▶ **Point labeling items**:
* START *

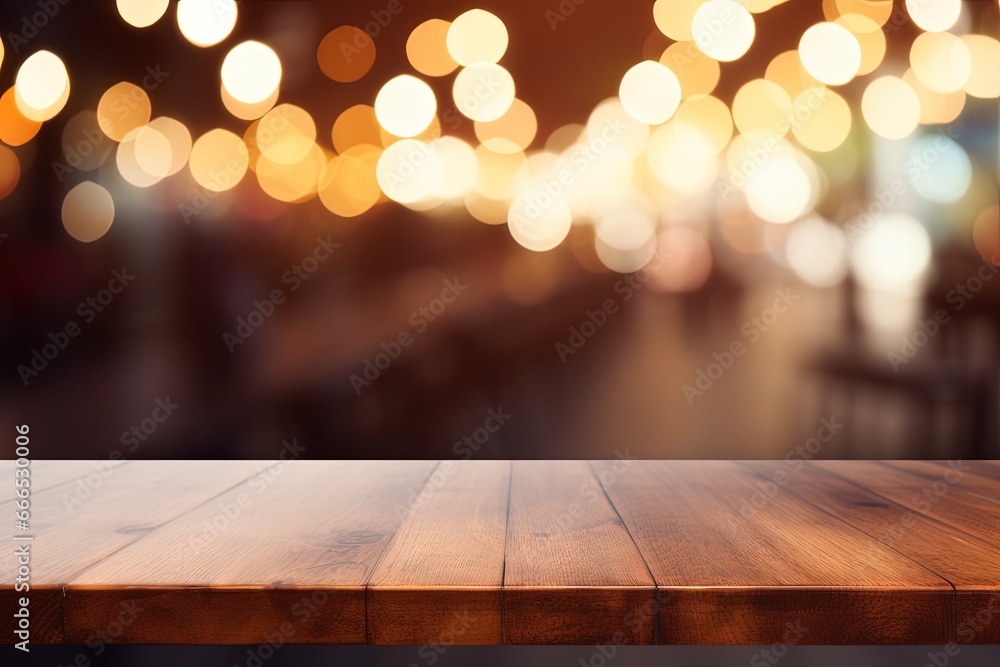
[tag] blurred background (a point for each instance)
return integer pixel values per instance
(569, 230)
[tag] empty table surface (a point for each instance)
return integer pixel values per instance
(523, 552)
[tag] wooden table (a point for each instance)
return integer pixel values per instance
(490, 552)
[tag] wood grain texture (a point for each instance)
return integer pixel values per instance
(47, 474)
(962, 475)
(75, 524)
(439, 580)
(439, 553)
(969, 564)
(739, 560)
(939, 497)
(573, 574)
(288, 552)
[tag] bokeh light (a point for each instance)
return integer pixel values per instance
(15, 128)
(934, 15)
(786, 70)
(941, 61)
(512, 132)
(206, 22)
(41, 88)
(892, 254)
(88, 211)
(762, 106)
(695, 71)
(427, 49)
(650, 92)
(219, 159)
(245, 111)
(346, 53)
(347, 185)
(825, 121)
(459, 168)
(687, 260)
(629, 136)
(127, 158)
(890, 107)
(142, 13)
(939, 169)
(179, 139)
(674, 17)
(409, 171)
(710, 116)
(295, 181)
(877, 10)
(984, 79)
(354, 126)
(538, 220)
(153, 152)
(286, 134)
(723, 29)
(251, 72)
(483, 91)
(870, 38)
(935, 108)
(625, 239)
(477, 36)
(779, 190)
(405, 106)
(682, 158)
(830, 53)
(817, 252)
(122, 108)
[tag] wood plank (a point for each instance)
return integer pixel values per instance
(287, 552)
(74, 527)
(47, 474)
(938, 498)
(961, 474)
(738, 561)
(573, 574)
(972, 566)
(439, 580)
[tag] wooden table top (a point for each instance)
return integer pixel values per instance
(523, 552)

* END *

Offset every point coordinate by -67 and write out again the part of the items above that opens with the line containing "[tag] empty table" and runs through the end of the items, keeping all other lines, requests included, unchanged.

▶ **Task output**:
[tag] empty table surface (a point for each instance)
return integer pixel values per instance
(456, 485)
[tag] wooden table (a point for each instance)
return integer pixel values per instance
(423, 485)
[tag] wood grain texture (a point for each instance)
return integer pixel values per instance
(-20, 407)
(895, 408)
(8, 457)
(372, 513)
(372, 486)
(902, 497)
(672, 493)
(872, 430)
(506, 507)
(221, 485)
[tag] bokeh light (a point for each instance)
return integer pixel values per instance
(-52, 61)
(867, -52)
(719, 3)
(874, -6)
(445, 65)
(139, -45)
(-26, 21)
(825, 187)
(21, 144)
(695, 39)
(628, 4)
(360, -18)
(583, 25)
(152, 92)
(178, 44)
(279, -14)
(280, 118)
(758, 54)
(392, 101)
(620, 193)
(562, 69)
(60, 91)
(823, 40)
(75, -54)
(872, 102)
(112, 72)
(607, -50)
(342, 104)
(643, 49)
(228, 114)
(810, -57)
(917, 12)
(287, 59)
(471, 153)
(86, 85)
(219, 67)
(656, -38)
(184, 5)
(416, 24)
(803, -29)
(868, 41)
(558, 172)
(410, -31)
(712, 123)
(338, 39)
(615, 91)
(763, -14)
(750, 185)
(55, 41)
[tag] wood plank (a point for each instance)
return integer pixel values per instance
(220, 485)
(7, 460)
(-20, 407)
(871, 431)
(894, 407)
(671, 494)
(506, 507)
(905, 499)
(372, 513)
[tag] wooden table top (a point for each instance)
return integer pixel values per instance
(456, 485)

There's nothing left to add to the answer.